## WORK TO DO
Copy exactly the lines from the "Target: catamaran hull" line to the end, both included, and nothing else.

Source data:
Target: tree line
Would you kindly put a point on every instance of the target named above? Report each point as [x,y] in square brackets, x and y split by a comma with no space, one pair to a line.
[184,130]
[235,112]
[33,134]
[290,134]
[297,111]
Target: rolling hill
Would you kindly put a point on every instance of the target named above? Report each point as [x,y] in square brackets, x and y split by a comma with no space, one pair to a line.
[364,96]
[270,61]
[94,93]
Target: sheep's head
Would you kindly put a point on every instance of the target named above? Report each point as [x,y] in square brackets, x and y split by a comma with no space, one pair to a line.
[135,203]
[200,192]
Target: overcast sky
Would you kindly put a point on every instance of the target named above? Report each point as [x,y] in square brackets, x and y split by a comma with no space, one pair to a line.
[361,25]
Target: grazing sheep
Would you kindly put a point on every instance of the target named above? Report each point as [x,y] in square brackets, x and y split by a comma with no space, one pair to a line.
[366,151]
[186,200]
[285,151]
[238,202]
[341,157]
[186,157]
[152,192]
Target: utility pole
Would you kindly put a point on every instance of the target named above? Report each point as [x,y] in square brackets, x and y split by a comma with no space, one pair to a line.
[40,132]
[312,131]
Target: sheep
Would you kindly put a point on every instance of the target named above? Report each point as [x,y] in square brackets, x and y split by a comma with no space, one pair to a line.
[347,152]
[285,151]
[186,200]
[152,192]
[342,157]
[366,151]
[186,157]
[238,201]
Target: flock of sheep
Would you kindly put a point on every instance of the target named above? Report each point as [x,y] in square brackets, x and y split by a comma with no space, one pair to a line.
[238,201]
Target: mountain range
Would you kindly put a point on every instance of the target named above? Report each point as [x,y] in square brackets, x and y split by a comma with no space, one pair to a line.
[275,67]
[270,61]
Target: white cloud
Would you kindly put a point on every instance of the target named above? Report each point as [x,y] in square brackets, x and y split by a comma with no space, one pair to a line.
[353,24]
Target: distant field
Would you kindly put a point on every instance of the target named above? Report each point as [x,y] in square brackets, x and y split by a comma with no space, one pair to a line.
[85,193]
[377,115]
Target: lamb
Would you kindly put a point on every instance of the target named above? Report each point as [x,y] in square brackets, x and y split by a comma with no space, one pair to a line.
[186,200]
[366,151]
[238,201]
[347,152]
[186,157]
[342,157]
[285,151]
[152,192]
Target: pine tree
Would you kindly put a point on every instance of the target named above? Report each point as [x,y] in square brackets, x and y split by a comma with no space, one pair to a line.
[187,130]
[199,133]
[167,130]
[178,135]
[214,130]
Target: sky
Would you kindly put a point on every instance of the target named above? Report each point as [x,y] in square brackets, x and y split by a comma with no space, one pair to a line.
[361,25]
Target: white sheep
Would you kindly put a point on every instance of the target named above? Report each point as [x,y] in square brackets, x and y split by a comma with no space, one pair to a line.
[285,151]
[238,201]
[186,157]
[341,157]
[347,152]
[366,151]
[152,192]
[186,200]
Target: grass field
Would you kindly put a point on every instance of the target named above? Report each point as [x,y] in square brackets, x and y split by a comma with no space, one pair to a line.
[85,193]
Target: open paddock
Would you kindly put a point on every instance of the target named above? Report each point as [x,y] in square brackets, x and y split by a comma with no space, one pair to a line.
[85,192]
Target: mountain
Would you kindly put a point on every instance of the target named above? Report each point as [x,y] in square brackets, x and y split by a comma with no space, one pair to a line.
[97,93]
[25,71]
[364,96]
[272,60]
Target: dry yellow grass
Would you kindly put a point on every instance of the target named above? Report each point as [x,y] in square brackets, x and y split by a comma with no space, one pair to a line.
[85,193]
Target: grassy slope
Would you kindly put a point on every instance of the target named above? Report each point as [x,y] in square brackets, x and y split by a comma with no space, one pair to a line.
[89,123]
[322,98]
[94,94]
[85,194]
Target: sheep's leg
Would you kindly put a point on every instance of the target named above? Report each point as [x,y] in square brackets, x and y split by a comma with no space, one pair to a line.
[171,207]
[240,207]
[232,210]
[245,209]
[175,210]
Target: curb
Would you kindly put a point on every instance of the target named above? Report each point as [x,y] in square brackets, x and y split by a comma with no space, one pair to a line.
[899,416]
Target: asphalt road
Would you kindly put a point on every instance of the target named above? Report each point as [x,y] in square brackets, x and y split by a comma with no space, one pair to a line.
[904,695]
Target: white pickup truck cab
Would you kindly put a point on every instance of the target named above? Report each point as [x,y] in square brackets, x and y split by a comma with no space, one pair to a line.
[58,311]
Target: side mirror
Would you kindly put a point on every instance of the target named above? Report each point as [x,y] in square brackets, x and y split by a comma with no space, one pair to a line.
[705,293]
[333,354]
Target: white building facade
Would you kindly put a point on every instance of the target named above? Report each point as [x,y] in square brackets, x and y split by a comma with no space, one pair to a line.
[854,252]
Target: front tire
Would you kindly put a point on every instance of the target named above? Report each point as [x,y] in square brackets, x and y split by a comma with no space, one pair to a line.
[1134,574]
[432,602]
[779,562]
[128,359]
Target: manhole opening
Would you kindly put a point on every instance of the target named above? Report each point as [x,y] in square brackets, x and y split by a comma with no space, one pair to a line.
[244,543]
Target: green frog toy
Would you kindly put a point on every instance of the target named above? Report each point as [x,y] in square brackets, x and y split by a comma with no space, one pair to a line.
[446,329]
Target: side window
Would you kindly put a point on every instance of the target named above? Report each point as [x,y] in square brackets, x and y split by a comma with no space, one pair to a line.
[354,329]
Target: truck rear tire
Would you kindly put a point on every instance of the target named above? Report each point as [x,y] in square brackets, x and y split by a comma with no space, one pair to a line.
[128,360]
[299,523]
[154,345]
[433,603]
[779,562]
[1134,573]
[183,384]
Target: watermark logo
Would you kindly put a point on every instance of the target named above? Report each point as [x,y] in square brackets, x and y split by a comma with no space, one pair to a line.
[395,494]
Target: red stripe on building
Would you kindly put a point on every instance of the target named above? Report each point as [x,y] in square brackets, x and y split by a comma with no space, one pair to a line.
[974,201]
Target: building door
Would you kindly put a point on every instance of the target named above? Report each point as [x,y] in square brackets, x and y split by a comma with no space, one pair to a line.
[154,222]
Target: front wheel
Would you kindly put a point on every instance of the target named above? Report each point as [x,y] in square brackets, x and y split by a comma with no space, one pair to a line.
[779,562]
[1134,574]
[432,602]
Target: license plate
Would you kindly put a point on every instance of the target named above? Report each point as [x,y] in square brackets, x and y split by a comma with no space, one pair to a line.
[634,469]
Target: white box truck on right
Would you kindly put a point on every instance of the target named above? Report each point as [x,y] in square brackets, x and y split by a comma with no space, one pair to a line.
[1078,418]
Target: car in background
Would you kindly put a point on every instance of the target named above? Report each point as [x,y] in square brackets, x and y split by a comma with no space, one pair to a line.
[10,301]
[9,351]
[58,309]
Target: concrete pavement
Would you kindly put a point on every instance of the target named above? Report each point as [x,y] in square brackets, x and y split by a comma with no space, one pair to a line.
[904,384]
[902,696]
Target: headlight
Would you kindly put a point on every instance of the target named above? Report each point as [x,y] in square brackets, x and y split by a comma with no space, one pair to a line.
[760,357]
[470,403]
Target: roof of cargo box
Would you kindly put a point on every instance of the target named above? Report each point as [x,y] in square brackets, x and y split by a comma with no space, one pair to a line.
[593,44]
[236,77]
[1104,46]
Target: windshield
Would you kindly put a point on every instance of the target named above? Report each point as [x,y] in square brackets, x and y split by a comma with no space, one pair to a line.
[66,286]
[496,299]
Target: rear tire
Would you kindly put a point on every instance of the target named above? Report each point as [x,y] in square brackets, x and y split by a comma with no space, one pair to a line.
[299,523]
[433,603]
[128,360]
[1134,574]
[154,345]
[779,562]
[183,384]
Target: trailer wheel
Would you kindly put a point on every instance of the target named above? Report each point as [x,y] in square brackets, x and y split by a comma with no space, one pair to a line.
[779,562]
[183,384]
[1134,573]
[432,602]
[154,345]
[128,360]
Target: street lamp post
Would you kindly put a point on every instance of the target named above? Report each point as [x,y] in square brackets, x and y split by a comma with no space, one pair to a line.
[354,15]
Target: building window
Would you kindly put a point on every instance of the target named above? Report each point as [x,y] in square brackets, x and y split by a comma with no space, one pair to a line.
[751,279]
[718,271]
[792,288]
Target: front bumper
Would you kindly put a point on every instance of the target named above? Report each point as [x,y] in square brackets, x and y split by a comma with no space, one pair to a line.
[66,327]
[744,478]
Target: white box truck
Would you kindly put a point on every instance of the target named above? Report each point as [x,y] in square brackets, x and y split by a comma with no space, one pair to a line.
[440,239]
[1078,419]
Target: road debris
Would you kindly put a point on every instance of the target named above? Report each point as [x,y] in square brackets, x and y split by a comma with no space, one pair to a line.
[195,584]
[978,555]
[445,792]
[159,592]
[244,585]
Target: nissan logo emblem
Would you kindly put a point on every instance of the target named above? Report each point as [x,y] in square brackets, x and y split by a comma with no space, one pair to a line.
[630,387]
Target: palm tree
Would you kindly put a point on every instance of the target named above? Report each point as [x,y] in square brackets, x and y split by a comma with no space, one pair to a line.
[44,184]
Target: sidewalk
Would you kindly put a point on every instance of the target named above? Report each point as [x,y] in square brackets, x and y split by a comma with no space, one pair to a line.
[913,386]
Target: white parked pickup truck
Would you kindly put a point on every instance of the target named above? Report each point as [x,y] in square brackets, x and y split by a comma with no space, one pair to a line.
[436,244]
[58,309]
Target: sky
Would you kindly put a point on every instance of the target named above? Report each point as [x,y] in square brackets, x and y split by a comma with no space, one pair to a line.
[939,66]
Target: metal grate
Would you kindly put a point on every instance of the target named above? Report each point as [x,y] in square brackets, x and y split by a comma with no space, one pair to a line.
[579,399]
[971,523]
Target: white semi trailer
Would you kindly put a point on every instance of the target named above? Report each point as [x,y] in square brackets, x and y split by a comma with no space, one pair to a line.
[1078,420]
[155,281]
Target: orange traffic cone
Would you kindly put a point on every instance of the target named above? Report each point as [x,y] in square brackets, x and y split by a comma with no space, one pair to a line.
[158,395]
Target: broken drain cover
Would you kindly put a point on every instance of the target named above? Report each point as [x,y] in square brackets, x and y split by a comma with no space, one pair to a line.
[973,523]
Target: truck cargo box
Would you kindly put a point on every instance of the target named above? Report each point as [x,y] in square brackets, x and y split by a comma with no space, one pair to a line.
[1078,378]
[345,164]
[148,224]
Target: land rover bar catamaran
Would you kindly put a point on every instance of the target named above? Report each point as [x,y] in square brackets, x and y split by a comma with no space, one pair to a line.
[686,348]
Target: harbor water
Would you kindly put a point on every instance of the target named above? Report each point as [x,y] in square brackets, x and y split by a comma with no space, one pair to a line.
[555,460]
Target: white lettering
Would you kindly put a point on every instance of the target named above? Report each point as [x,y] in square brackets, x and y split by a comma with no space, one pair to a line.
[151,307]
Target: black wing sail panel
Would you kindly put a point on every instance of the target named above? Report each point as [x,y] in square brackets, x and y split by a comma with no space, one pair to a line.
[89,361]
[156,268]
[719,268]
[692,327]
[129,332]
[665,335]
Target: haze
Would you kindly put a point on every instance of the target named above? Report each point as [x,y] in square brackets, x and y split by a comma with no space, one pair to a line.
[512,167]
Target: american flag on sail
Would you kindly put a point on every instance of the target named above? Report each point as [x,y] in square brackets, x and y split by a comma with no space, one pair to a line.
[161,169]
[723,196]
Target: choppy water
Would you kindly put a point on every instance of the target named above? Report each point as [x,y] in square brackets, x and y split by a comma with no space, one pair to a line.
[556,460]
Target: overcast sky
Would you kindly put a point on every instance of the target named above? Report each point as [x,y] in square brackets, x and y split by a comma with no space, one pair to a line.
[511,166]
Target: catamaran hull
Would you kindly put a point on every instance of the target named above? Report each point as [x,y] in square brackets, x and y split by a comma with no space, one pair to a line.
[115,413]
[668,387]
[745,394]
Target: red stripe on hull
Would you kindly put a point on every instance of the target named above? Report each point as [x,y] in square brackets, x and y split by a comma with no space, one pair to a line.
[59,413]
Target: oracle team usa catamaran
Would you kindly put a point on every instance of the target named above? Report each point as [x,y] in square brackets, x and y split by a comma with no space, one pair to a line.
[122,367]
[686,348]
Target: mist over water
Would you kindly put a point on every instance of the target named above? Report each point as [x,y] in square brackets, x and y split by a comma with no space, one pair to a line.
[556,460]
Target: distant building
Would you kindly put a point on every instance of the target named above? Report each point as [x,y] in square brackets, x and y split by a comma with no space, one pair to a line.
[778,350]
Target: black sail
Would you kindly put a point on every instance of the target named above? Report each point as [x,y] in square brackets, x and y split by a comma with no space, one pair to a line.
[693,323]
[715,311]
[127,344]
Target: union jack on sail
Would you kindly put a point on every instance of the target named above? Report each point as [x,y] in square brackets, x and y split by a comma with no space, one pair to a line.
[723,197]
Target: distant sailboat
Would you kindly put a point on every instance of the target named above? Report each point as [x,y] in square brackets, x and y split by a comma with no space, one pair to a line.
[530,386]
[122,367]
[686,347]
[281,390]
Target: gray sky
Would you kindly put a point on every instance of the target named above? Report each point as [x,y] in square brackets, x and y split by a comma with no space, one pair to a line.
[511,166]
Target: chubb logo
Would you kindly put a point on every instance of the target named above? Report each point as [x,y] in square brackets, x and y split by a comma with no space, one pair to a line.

## REPLY
Target: catamaran hull
Would you kindly put a point on every instance of the target named above? Report each point as [x,y] in square brackets, x and y split by a comma with no space, one pair to a line.
[115,413]
[668,387]
[745,394]
Target: red stripe on hull
Would you kindly put a point on every instance of the target named above? Report each point as [x,y] in square brackets, x and y split by a comma with no space, one pair to a line.
[59,413]
Target: oracle team usa catamaran
Would you kindly put a point on every instance of the target named above? Report each point as [x,y] in square brackets, x and y split by a comma with no space, one pair to a line.
[122,367]
[686,348]
Target: mist over water
Would you kindly put a point on every instance of the target named above? Report each point as [x,y] in square brackets, x and y split by a comma with no space, one pair to a line.
[556,460]
Target: distant building
Would you kindly put a point on every instance of the target named above? Report each point as [x,y] in square brackets, x and y split by a comma with no space, one pair to a line.
[778,350]
Target: black sail
Would you kindly put a point on every instance of the target named above? Report each point as [x,y] in square brackets, x and y split by a comma with no space, one pair to a line.
[693,323]
[715,311]
[127,344]
Target: union jack on sail
Would you kindly put a point on every instance of the target named above? Report each point as [x,y] in square brackets, x and y split by a comma with no space, one pair to a line.
[723,197]
Target: distant sailboat
Would you kindly put a point on every instance of the target named above? Report each point as [x,y] in square brackets, x and y split by a comma with no space, one pair to a line.
[530,386]
[122,367]
[686,347]
[281,390]
Target: gray sky
Would you kindly put a point on every instance of the target named above? Report each point as [x,y] in square brackets, x and y split by a comma with no space, one pair to a line.
[511,166]
Target: chubb logo
Would you kindly put a point on every instance of the target named above? Report each point as [x,y] in square brackets, x and y split by a comma with no space, one pair to a line.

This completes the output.